| Текст для чтения |
----------

Андрей, давай все-таки сейчас «мое» и «я» будут фигурировать чисто формально, в кавычки ставьте. Потом мы будем разбираться. Пока это грамматика русского языка. Я уже рассказывал Егору, что есть языки, где нет ни «моего», ни «я», ни первого лица глагола. Ведь наше представление о мышлении ассоциировано с языком, а беда в том, что о многих языках люди не имеют ни малейшего представления. Например, есть языки, где нет множественного числа. Мы же все абсолютно зациклены на пятачке евроазиатской культуры, помимо которой ничего не знаем. Поэтому когда я говорю «я», «мое» и оговариваю: таков наш язык, будем исходить из него, мы с вами не говорим по-папуасски. Или по-готтентотски. Значит, будем исходить из мышления, которое манифестируется на известных нам языках, где есть «я» и «мое», к коррективам лингвистическим перейду после.

Сейчас речь идет опять в кавычках: я говорю о мышлении, которое условно называется «мое». Не «свое», а «мое». Я – говорю, хотя никто еще для нас сегодня не напомнил смыслом это безумно сложное понятие, которое вы употребляете миллионы раз, понятие «я». Это слово повисает как какая-то потенция никому не известного мышления, которое в данный момент не может мыслить без обозначения этой потенции словечком «я». (Не универсальным, есть сотни языков, где такого словечка нет). Так вот, когда я говорю о мышлении, я говорю о «моем» мышлении, ты – о «твоем», а она – о «ее», ибо процесс рефлексии начинается отсюда. Заметьте, это не психология, это к психологии не имеет ни малейшего отношения. Это не есть какая-то спонтанная игра каких-то сил и процессов природы, это есть то, что является с первого слова осмысленным.

----------

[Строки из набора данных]
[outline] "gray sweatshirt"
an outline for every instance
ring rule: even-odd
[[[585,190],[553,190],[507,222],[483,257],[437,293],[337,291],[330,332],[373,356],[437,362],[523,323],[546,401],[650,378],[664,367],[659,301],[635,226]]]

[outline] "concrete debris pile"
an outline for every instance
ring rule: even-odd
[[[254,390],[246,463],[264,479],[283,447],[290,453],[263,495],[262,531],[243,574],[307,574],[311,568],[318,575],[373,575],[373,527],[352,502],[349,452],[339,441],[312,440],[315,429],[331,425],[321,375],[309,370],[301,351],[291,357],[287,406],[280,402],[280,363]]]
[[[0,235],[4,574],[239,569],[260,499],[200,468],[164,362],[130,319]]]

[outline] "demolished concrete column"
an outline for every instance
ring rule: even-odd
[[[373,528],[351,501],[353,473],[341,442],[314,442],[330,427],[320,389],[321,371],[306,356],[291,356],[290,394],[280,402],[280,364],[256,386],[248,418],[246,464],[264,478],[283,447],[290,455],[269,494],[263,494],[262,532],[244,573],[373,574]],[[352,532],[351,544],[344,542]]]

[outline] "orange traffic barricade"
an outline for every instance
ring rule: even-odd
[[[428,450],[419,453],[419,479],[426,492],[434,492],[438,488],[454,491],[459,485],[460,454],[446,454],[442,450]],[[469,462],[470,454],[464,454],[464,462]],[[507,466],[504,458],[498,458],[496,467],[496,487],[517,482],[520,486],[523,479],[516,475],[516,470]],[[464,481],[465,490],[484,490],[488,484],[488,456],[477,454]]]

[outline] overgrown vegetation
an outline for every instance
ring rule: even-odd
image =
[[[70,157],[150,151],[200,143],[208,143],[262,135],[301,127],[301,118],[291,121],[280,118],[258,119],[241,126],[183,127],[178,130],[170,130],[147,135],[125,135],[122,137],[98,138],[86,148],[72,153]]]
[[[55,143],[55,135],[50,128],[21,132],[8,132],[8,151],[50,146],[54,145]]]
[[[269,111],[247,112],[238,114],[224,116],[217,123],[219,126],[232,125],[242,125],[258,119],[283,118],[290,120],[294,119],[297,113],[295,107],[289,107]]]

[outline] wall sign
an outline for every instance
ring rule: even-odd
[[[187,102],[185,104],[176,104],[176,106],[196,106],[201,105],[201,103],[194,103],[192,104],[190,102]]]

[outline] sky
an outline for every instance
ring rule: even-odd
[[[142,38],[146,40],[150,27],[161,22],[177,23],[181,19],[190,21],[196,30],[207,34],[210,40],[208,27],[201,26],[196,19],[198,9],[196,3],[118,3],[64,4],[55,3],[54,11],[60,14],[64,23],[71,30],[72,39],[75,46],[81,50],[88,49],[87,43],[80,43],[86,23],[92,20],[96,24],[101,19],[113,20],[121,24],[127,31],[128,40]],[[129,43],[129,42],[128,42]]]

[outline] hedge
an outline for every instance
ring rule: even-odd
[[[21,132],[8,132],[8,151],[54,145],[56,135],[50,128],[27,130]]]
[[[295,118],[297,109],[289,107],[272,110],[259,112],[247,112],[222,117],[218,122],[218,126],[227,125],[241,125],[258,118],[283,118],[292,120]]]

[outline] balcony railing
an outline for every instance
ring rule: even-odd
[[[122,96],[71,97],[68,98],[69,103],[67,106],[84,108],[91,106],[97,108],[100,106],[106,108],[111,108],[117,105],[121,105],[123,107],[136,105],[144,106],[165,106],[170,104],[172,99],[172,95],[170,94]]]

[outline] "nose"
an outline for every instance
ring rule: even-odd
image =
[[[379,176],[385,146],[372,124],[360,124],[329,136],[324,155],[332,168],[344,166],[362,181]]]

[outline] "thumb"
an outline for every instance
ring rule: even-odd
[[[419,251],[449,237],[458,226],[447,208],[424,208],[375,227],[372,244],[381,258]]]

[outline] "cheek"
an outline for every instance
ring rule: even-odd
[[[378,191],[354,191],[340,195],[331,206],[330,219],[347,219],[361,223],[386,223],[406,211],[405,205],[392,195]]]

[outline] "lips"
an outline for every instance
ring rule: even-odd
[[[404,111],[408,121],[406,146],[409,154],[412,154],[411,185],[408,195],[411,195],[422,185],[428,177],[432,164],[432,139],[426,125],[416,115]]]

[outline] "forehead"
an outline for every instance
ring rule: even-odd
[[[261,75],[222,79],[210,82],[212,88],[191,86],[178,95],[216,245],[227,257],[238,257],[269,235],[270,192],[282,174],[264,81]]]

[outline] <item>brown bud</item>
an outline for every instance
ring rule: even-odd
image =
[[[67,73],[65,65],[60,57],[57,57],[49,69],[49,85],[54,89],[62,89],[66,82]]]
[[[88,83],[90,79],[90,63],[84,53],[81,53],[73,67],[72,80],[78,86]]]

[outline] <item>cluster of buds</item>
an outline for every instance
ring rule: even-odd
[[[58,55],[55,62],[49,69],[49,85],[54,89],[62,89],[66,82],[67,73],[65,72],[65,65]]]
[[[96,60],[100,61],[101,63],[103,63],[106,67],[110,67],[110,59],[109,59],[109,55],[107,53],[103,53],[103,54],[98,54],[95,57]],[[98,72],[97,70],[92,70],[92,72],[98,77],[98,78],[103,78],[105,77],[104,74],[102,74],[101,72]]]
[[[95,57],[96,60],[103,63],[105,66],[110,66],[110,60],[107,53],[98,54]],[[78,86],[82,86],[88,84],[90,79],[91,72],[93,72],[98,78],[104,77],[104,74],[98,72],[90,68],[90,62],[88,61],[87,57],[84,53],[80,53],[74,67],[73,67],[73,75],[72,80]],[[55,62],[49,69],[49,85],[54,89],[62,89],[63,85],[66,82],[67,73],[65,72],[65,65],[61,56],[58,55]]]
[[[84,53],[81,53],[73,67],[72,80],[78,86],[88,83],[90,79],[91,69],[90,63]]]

----------

| Условие задания |
Замените «пятачке» на «островке» в отрывке текста о мышлении и языке между словами «Андрей, давай все-таки» и «лингвистическим перейду после.» включительно. Приведите этот отрывок целиком.

| Письменный ответ |
Андрей, давай все-таки сейчас «мое» и «я» будут фигурировать чисто формально, в кавычки ставьте. Потом мы будем разбираться. Пока это грамматика русского языка. Я уже рассказывал Егору, что есть языки, где нет ни «моего», ни «я», ни первого лица глагола. Ведь наше представление о мышлении ассоциировано с языком, а беда в том, что о многих языках люди не имеют ни малейшего представления. Например, есть языки, где нет множественного числа. Мы же все абсолютно зациклены на островке евроазиатской культуры, помимо которой ничего не знаем. Поэтому когда я говорю «я», «мое» и оговариваю: таков наш язык, будем исходить из него, мы с вами не говорим по-папуасски. Или по-готтентотски. Значит, будем исходить из мышления, которое манифестируется на известных нам языках, где есть «я» и «мое», к коррективам лингвистическим перейду после.